#### [GIVEN TASK]
Rewrite everything from the start of the records down to the line containing "[131,238,262,400]", changing "warehouse robot" to "sorting arm" and leaving everything else unchanged. Omit the pictures from your answer.

Bounding box annotation entries:
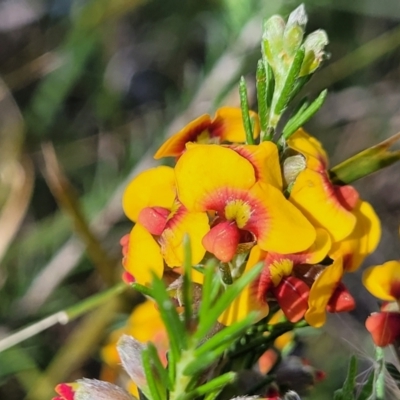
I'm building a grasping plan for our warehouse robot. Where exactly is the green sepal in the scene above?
[330,132,400,184]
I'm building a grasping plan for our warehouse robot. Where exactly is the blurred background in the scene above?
[0,0,400,400]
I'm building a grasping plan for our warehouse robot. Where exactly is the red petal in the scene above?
[365,312,400,347]
[138,207,170,236]
[326,283,356,313]
[202,221,240,262]
[333,185,359,211]
[55,383,75,400]
[122,271,136,285]
[272,276,310,322]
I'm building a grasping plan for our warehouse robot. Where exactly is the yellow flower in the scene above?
[175,144,316,262]
[363,261,400,347]
[154,107,260,159]
[363,261,400,301]
[123,166,210,285]
[288,129,358,242]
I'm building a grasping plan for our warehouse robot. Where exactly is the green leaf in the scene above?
[184,313,257,376]
[151,275,187,360]
[199,259,222,321]
[142,349,166,400]
[256,60,269,132]
[147,342,172,390]
[334,356,357,400]
[182,372,236,400]
[239,76,254,144]
[357,371,375,400]
[330,132,400,184]
[282,89,328,140]
[273,47,304,117]
[385,362,400,388]
[194,263,263,340]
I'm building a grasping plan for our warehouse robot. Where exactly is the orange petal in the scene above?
[289,168,356,241]
[175,145,256,211]
[218,246,269,326]
[159,206,210,267]
[138,207,170,236]
[124,224,164,285]
[305,258,343,328]
[202,221,240,262]
[232,142,282,190]
[363,261,400,301]
[122,166,175,222]
[250,182,316,254]
[331,200,381,272]
[326,282,356,313]
[365,312,400,347]
[272,276,310,322]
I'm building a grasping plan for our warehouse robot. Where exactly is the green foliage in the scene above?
[131,238,262,400]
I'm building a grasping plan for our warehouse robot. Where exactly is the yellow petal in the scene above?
[124,224,164,285]
[122,166,175,221]
[160,209,210,267]
[248,182,316,254]
[289,169,356,242]
[213,107,260,143]
[154,114,211,160]
[287,129,328,168]
[218,246,269,326]
[363,261,400,301]
[175,144,255,211]
[304,258,343,328]
[306,228,332,264]
[331,200,381,272]
[233,142,282,190]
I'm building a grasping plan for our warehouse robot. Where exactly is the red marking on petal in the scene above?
[365,312,400,347]
[315,370,326,382]
[254,262,273,303]
[122,271,136,285]
[119,233,129,257]
[326,283,356,313]
[272,276,310,322]
[333,185,360,211]
[202,221,240,262]
[390,280,400,299]
[138,207,170,236]
[55,383,75,400]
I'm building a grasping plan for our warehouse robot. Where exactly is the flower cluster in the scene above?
[121,107,380,327]
[363,261,400,347]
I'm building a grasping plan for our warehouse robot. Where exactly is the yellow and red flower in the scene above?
[123,166,210,285]
[363,261,400,347]
[175,143,316,262]
[288,129,359,242]
[154,107,260,159]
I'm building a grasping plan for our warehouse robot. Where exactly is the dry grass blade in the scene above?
[43,143,116,284]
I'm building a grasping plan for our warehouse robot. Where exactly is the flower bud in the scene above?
[283,154,306,186]
[262,15,285,70]
[283,4,307,57]
[300,29,329,76]
[117,335,148,396]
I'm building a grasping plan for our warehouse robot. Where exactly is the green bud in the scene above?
[283,154,306,187]
[300,29,329,76]
[262,15,285,69]
[283,25,304,58]
[287,4,307,30]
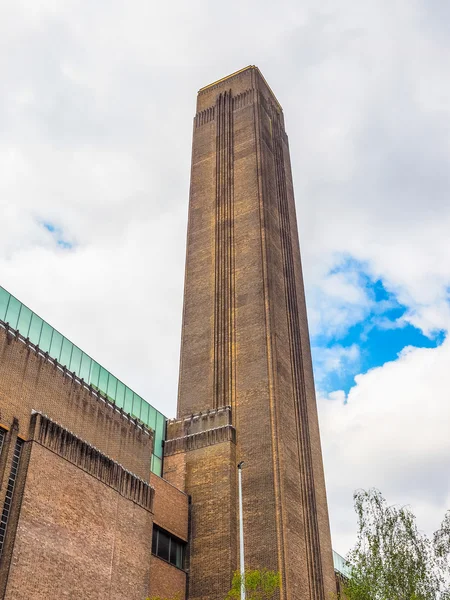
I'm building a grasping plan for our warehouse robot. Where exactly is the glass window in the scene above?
[69,346,82,375]
[28,313,44,344]
[123,388,133,415]
[49,331,64,361]
[158,531,170,561]
[5,296,22,329]
[0,287,11,321]
[141,400,150,425]
[169,539,178,565]
[152,525,185,569]
[175,544,184,569]
[79,352,92,381]
[39,321,53,352]
[116,381,125,408]
[106,373,117,400]
[59,338,73,368]
[98,367,109,394]
[89,360,100,387]
[17,306,33,337]
[152,527,158,554]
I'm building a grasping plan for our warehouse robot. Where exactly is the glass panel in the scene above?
[49,331,63,361]
[0,287,11,321]
[106,373,117,400]
[69,346,82,375]
[152,454,162,477]
[89,360,100,387]
[152,527,158,554]
[28,313,44,344]
[116,381,125,408]
[98,367,109,394]
[59,338,73,368]
[17,306,33,337]
[79,352,91,381]
[158,531,170,560]
[5,296,22,329]
[141,400,150,425]
[39,321,53,352]
[123,388,133,415]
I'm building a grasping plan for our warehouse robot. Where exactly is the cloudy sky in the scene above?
[0,0,450,554]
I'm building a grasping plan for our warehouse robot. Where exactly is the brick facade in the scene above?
[0,327,188,600]
[0,67,336,600]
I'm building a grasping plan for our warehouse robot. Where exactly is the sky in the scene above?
[0,0,450,554]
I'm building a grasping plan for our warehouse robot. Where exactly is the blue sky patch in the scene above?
[42,221,73,250]
[312,259,445,393]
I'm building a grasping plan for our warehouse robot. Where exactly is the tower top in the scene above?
[197,65,283,111]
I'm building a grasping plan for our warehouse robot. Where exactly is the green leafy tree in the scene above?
[226,569,281,600]
[344,490,450,600]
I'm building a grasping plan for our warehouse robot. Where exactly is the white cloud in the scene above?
[319,339,450,552]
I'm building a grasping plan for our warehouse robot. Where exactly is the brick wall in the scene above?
[0,327,153,481]
[176,68,336,600]
[4,422,152,600]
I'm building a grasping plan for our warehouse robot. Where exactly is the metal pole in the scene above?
[238,460,245,600]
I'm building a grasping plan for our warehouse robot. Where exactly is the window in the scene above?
[0,427,6,454]
[152,525,186,569]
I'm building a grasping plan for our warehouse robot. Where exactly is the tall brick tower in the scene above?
[165,66,335,600]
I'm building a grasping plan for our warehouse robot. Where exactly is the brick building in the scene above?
[0,67,348,600]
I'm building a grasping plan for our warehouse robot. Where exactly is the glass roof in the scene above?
[0,286,166,476]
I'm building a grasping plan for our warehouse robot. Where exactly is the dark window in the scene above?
[0,438,23,556]
[158,531,170,560]
[152,525,186,569]
[0,427,6,454]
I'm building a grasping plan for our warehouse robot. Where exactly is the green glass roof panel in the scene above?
[0,286,166,476]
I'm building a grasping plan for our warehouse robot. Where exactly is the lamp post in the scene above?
[238,460,245,600]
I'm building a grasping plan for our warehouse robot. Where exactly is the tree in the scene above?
[344,490,450,600]
[226,569,281,600]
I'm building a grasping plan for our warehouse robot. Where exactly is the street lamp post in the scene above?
[238,460,245,600]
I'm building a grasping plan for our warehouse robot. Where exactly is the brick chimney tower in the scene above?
[165,66,336,600]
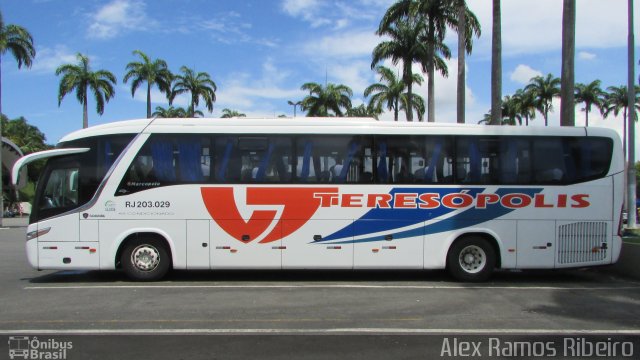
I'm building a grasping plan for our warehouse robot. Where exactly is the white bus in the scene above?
[13,118,623,281]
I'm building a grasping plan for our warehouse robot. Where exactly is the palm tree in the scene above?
[400,92,426,121]
[56,53,116,128]
[575,80,606,126]
[300,83,353,117]
[560,0,576,126]
[0,12,36,227]
[220,109,247,118]
[371,14,428,121]
[122,50,173,118]
[169,66,218,116]
[456,0,481,124]
[378,0,468,122]
[602,86,640,161]
[501,95,522,125]
[152,106,204,118]
[287,100,302,117]
[347,104,382,120]
[364,66,423,121]
[525,74,560,126]
[490,0,502,125]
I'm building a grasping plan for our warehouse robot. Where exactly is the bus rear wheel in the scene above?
[447,236,496,282]
[120,238,171,281]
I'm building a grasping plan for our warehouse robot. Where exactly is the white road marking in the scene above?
[24,284,640,290]
[0,328,640,336]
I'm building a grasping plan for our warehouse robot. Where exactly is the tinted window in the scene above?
[30,135,133,222]
[375,136,453,184]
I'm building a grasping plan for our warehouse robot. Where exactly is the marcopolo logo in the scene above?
[9,336,73,360]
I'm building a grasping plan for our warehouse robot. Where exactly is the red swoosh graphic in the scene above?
[201,187,338,243]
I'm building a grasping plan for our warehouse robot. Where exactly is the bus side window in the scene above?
[532,137,566,184]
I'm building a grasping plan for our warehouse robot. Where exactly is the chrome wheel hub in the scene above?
[131,244,160,271]
[458,245,487,274]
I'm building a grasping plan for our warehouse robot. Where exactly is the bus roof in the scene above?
[60,117,618,142]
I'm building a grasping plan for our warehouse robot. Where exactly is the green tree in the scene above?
[0,12,36,222]
[300,82,353,117]
[371,15,432,121]
[575,80,606,126]
[512,89,536,126]
[152,106,204,118]
[347,104,382,120]
[122,50,173,118]
[502,95,522,125]
[169,66,218,116]
[56,53,116,128]
[220,109,247,118]
[525,74,560,126]
[378,0,462,122]
[602,85,640,159]
[400,92,426,121]
[364,66,423,121]
[455,0,481,124]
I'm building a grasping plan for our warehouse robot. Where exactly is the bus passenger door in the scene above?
[209,218,282,269]
[516,220,556,269]
[282,219,353,269]
[354,220,424,269]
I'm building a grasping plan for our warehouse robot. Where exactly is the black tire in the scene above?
[447,236,496,282]
[120,238,171,281]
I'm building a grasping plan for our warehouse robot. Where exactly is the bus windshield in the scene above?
[30,134,133,223]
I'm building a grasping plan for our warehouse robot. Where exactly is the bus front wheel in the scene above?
[120,238,171,281]
[447,236,496,282]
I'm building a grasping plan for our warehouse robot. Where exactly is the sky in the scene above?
[0,0,640,158]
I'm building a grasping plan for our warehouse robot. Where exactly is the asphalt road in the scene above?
[0,228,640,359]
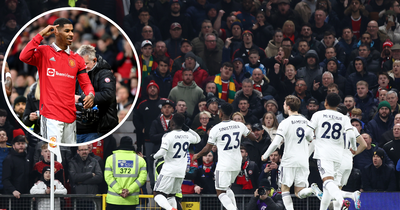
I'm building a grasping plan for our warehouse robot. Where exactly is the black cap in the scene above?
[258,178,272,190]
[251,123,263,131]
[117,136,136,151]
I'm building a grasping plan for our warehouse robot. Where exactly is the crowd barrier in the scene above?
[0,192,400,210]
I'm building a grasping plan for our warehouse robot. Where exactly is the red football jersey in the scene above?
[19,34,94,123]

#### [WRITTEN RESPONSE]
I'm building a grasping plan for our sorting arm. Where exactly is the green sepal in the scene above?
[330,132,400,184]
I'm building a grasping plan for our sorting arm. Where exactly is the blurred background in the scene above?
[0,0,400,400]
I'm building a grasping plan for our sorting arm. Where exactly is the red petal in the scene above?
[365,312,400,347]
[138,207,170,236]
[326,283,356,313]
[202,221,240,262]
[333,185,359,211]
[55,383,75,400]
[122,271,136,285]
[272,276,310,322]
I'm building a grasping plan for our sorting arm. Where exactly is the yellow flower in the scene above?
[175,144,316,262]
[363,261,400,347]
[154,107,260,159]
[363,261,400,301]
[123,166,210,285]
[288,129,358,242]
I'm building a grasping plan for our sorting arm. Where exactly is the green leaf in the scene above?
[184,313,257,376]
[151,275,187,360]
[199,259,222,321]
[142,349,166,400]
[256,60,269,132]
[147,342,172,390]
[334,356,357,400]
[182,372,236,400]
[239,76,254,144]
[357,371,375,400]
[330,132,400,184]
[282,89,328,140]
[273,47,304,117]
[385,362,400,388]
[194,263,263,340]
I'm building a grasping plan for our sorting arm. Where exactly is the orange petal in the scene above?
[289,168,356,241]
[175,145,256,211]
[218,246,269,326]
[159,206,210,267]
[138,207,170,236]
[124,224,164,285]
[305,258,343,328]
[202,221,240,262]
[232,142,282,190]
[363,261,400,301]
[122,166,175,222]
[250,182,316,254]
[331,200,381,272]
[326,282,356,313]
[365,312,400,347]
[272,276,310,322]
I'm building a grasping plan for our sorting arm. Where exactly is the green foliage in the scene above?
[131,238,262,400]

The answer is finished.